● **Things to do**:
**a)** List every header file that the wget command in the OpenCL setup guide downloads.
**b)** Carry on the OpenCL setup guide from its last sentence, writing what would come next.

● **Selected passage**:
Whatever procedure your distribution uses for installing the Nvidia GPU driver should automatically also install the OpenCL ICD. It might also overwrite your system-wide ICD loader, if you have one.

Note that you need the permission bits on /dev/nvidia* set to allow access if you want remote (SSH) GPU access. Since many Linux distributions play idiotic games with those permission bits as well as the ownership of the device, the most robust solutionn I've found is to use POSIX ACLs:

setfacl -m g:gpu:rw /dev/nvidia*

Debian

Debian packages OpenCL very well and makes installing this much easier.

Packages of ICD loaders: (you just need one of these)

  • amd-libopencl1 (recommended)

  • nvidia-libopencl1

  • ocl-icd-libopencl1 (the reference implementation)

Packages of ICDs:

  • amd-opencl-icd

  • nvidia-opencl-icd

  • beignet

Package for headers:

  • opencl-headers

I would recommend using the latest versions (perhaps from the 'experimental' repository). Those are usually the least buggy.

In particular, Debian makes it straightforward to use both AMD and Nvidia GPUs in the same computer. Just let the AMD driver drive the display, for Nvidia only install the ICD.

The Intel CPU ICD is not packaged. Install it manually as above.

beignet is a project initiated by Intel to provide OpenCL support for their Ivy Bridge GPUs.

Tips and Tricks

Per-user ICD registry?

It's sometimes annoying that /etc/OpenCL/vendors is system-wide, i.e. individual users cannot install their own OpenCL ICDs. Here's a workaround.

  1. Extract the AMD ICD (and ICD loader) as above, somewhere in your home directory.
  2. Link against that libOpenCL.so when building your code.

  3. Set LD_LIBRARY_PATH so that this libOpenCL.so gets picked up.

  4. Make a new directory with a few .icd files as described above.

  5. Set the environment variable OPENCL_VENDOR_PATH to that path.

Downloading the OpenCL headers

If you would also like the OpenCL headers, do the following:

TGT_DIR=/opt/opencl-headers/include/CL
mkdir -p $TGT_DIR && cd $TGT_DIR
wget https://www.khronos.org/registry/cl/api/1.2/{opencl,cl_platform,cl,cl_ext,cl_gl,cl_gl_ext}.h

Testing

Download this file and unpack it:

curl https://codeload.github.com/hpc12/tools/tar.gz/master | tar xvfz -

Then compile the code:

cd tools-master
make

If your ICD loader and its header files (CL/cl.h) are in non-standard locations, you can say

make OPENCL_INC=/somewhere/include OPENCL_LIB=/somewhere/lib

Then run the following:

./print-devices

On my machine, this prints the following

platform 0: vendor 'Intel(R) Corporation'
  device 0: '       Intel(R) Core(TM) i7-2620M CPU @ 2.70GHz'
platform 1: vendor 'Advanced Micro Devices, Inc.'
  device 0: 'Intel(R) Core(TM) i7-2620M CPU @ 2.70GHz'

If the output is empty, then no ICDs were found, i.e. something went wrong with the installation.

● **Extracted information**:
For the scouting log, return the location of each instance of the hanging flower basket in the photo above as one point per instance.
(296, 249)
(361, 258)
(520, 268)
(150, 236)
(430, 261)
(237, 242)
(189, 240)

● **Exercise results**:
**a)** opencl.h, cl_platform.h, cl.h, cl_ext.h, cl_gl.h, cl_gl_ext.h

**b)**
To run a simple functional test of a device, do the following:

./cl-demo 1000000 10

You will be prompted for where to run. A sample session might look as follows--make sure it says 'GOOD' at the end:

Choose platform:
[0] Intel(R) Corporation
[1] Advanced Micro Devices, Inc.
Enter choice: 0
Choose device:
[0]        Intel(R) Core(TM) i7-2620M CPU @ 2.70GHz
Enter choice: 0
---------------------------------------------------------------------
NAME:        Intel(R) Core(TM) i7-2620M CPU @ 2.70GHz
VENDOR: Intel(R) Corporation
PROFILE: FULL_PROFILE
VERSION: OpenCL 1.1 (Build 31360.31426)
EXTENSIONS: cl_khr_fp64 cl_khr_icd cl_khr_global_int32_base_atomics cl_khr_global_int32_extended_atomics cl_khr_local_int32_base_atomics cl_khr_local_int32_extended_atomics cl_khr_byte_addressable_store cl_intel_printf cl_ext_device_fission cl_intel_exec_by_local_thread
DRIVER_VERSION: 1.1

Type: CPU 
EXECUTION_CAPABILITIES: Kernel Native 
GLOBAL_MEM_CACHE_TYPE: Read-Write (2)
CL_DEVICE_LOCAL_MEM_TYPE: Global (2)
SINGLE_FP_CONFIG: 0x7
QUEUE_PROPERTIES: 0x3

VENDOR_ID: 32902
MAX_COMPUTE_UNITS: 4
MAX_WORK_ITEM_DIMENSIONS: 3
MAX_WORK_GROUP_SIZE: 1024
PREFERRED_VECTOR_WIDTH_CHAR: 16
PREFERRED_VECTOR_WIDTH_SHORT: 8
PREFERRED_VECTOR_WIDTH_INT: 4
PREFERRED_VECTOR_WIDTH_LONG: 2
PREFERRED_VECTOR_WIDTH_FLOAT: 4
PREFERRED_VECTOR_WIDTH_DOUBLE: 2
MAX_CLOCK_FREQUENCY: 2700
ADDRESS_BITS: 64
MAX_MEM_ALLOC_SIZE: 2067921920
IMAGE_SUPPORT: 1
MAX_READ_IMAGE_ARGS: 480
MAX_WRITE_IMAGE_ARGS: 480
IMAGE2D_MAX_WIDTH: 8192
IMAGE2D_MAX_HEIGHT: 8192
IMAGE3D_MAX_WIDTH: 2048
IMAGE3D_MAX_HEIGHT: 2048
IMAGE3D_MAX_DEPTH: 2048
MAX_SAMPLERS: 480
MAX_PARAMETER_SIZE: 3840
MEM_BASE_ADDR_ALIGN: 1024
MIN_DATA_TYPE_ALIGN_SIZE: 128
GLOBAL_MEM_CACHELINE_SIZE: 64
GLOBAL_MEM_CACHE_SIZE: 262144
GLOBAL_MEM_SIZE: 8271687680
MAX_CONSTANT_BUFFER_SIZE: 131072
MAX_CONSTANT_ARGS: 480
LOCAL_MEM_SIZE: 32768
ERROR_CORRECTION_SUPPORT: 0
PROFILING_TIMER_RESOLUTION: 1
ENDIAN_LITTLE: 1
AVAILABLE: 1
COMPILER_AVAILABLE: 1
MAX_WORK_GROUP_SIZES: 1024 1024 1024 
---------------------------------------------------------------------
*** Kernel compilation resulted in non-empty log message.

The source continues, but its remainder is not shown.